◆ Goal of the exercise: Write out, precisely and in full, each line of the material.

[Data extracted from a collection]
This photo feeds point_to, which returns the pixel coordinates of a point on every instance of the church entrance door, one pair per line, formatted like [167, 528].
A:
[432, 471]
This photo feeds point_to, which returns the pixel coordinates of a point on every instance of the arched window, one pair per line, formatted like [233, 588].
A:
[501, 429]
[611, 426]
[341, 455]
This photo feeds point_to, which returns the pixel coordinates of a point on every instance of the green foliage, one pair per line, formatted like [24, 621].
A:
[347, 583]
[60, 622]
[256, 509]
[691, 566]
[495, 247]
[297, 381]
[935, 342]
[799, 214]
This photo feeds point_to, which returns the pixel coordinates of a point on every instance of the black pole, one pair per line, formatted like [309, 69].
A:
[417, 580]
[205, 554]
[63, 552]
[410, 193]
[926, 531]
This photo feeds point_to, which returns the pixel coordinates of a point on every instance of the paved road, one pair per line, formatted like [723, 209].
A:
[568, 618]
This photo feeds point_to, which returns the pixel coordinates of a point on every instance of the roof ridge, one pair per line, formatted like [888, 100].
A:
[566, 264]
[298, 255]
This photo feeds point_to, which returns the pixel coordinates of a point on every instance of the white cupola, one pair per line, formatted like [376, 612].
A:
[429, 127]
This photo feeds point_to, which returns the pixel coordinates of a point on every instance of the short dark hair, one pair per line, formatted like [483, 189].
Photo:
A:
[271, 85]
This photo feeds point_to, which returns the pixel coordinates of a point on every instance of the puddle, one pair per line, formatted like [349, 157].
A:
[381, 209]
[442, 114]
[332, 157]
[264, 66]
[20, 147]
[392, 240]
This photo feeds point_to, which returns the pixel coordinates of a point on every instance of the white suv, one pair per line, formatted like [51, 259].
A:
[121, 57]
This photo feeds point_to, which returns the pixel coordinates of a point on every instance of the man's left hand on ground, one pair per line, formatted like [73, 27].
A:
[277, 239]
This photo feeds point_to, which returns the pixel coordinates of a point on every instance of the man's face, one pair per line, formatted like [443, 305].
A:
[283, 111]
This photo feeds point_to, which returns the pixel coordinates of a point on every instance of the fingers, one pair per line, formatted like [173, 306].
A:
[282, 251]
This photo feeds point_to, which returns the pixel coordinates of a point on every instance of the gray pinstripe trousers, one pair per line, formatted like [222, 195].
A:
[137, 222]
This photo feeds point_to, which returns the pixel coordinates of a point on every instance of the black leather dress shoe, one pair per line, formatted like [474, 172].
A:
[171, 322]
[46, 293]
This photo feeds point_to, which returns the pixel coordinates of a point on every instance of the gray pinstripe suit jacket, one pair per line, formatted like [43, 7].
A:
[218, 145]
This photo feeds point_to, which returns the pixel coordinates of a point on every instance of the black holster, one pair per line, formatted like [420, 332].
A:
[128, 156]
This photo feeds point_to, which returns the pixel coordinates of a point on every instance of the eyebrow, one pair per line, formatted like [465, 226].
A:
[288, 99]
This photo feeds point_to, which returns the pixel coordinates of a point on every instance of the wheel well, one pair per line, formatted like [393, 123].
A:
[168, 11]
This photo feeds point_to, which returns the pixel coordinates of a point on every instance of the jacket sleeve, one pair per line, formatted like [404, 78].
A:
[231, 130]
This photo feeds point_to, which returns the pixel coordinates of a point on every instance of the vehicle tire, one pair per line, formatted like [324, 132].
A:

◆ Solution to the exercise:
This photo feeds point_to, which returns the pixel coordinates of a point on every instance of the church entrance door, one pair per line, formatted like [167, 528].
A:
[432, 471]
This photo feeds point_to, which returns the pixel coordinates of a point on every instance of the arched window, one pair per line, formatted like [233, 588].
A:
[501, 429]
[611, 426]
[341, 455]
This photo feeds point_to, which returns the pixel coordinates of a point on every instance of the green foliage, one pair per line, formatted like [24, 621].
A:
[347, 583]
[60, 622]
[256, 509]
[691, 566]
[495, 247]
[297, 381]
[935, 342]
[799, 214]
This photo feeds point_to, which returns the pixel coordinates of a point on every instance of the black pole, one pair per line, formatted like [309, 69].
A:
[417, 580]
[205, 554]
[63, 552]
[410, 193]
[926, 531]
This photo feeds point_to, which returns the pixel coordinates of a point on every instance of the paved road, one pair per line, formatted like [723, 209].
A:
[568, 618]
This photo feeds point_to, which returns the pixel coordinates of a point on every instance of the roof ridge, one pair per line, formatted like [888, 100].
A:
[566, 264]
[298, 255]
This photo feeds point_to, which returns the pixel coordinates of a point on every instance of the white cupola, one pair per line, formatted like [376, 612].
A:
[429, 127]
This photo feeds point_to, which returns the pixel coordinates of a point on every instance of the short dark hair, one pair per line, formatted like [483, 189].
Photo:
A:
[271, 85]
This photo feeds point_to, which returns the pixel coordinates of a point on every instance of the puddle, one pair per line, formatted like [349, 157].
A:
[381, 209]
[442, 114]
[332, 157]
[264, 66]
[20, 147]
[392, 240]
This photo feeds point_to, which returns the pixel coordinates of a point on every instance of the white suv, one pair per line, formatted like [51, 259].
A:
[121, 57]
This photo feeds point_to, which returns the pixel coordinates of a point on every instance of the man's left hand on ground, one pair per line, formatted like [73, 27].
A:
[277, 239]
This photo feeds point_to, which returns the pixel coordinates of a point on every instance of the man's face, one pair per line, formatted like [443, 305].
A:
[283, 111]
This photo feeds point_to, which returns the pixel coordinates of a point on every instance of the fingers, one pair per line, formatted like [173, 306].
A:
[282, 251]
This photo feeds point_to, which returns the pixel coordinates of a point on every instance of the gray pinstripe trousers, one pair per line, formatted like [222, 195].
A:
[137, 222]
This photo feeds point_to, which returns the pixel coordinates of a point on every instance of the black leather dress shoe, one pair per line, formatted like [474, 172].
A:
[171, 322]
[46, 293]
This photo feeds point_to, which returns the pixel coordinates of a point on every instance of the gray pinstripe suit jacket, one pair per line, formatted like [43, 7].
A:
[218, 145]
This photo feeds point_to, which returns the pixel coordinates of a point on every instance of the black holster, one pair per line, formatted like [420, 332].
A:
[128, 156]
This photo feeds point_to, which returns the pixel coordinates of a point on every instance of the eyebrow, one pair per line, formatted like [465, 226].
A:
[288, 99]
This photo feeds point_to, which returns the pixel coordinates of a point on every instance of the wheel well, one pair per line, formatted like [393, 123].
A:
[168, 11]
This photo feeds point_to, which returns the pixel coordinates of a point on every instance of the jacket sleeve, one pair per line, formatted like [404, 78].
A:
[231, 130]
This photo feeds point_to, which returns the pixel coordinates of a point on every instance of the vehicle tire, one pair per line, formatted like [324, 132].
A:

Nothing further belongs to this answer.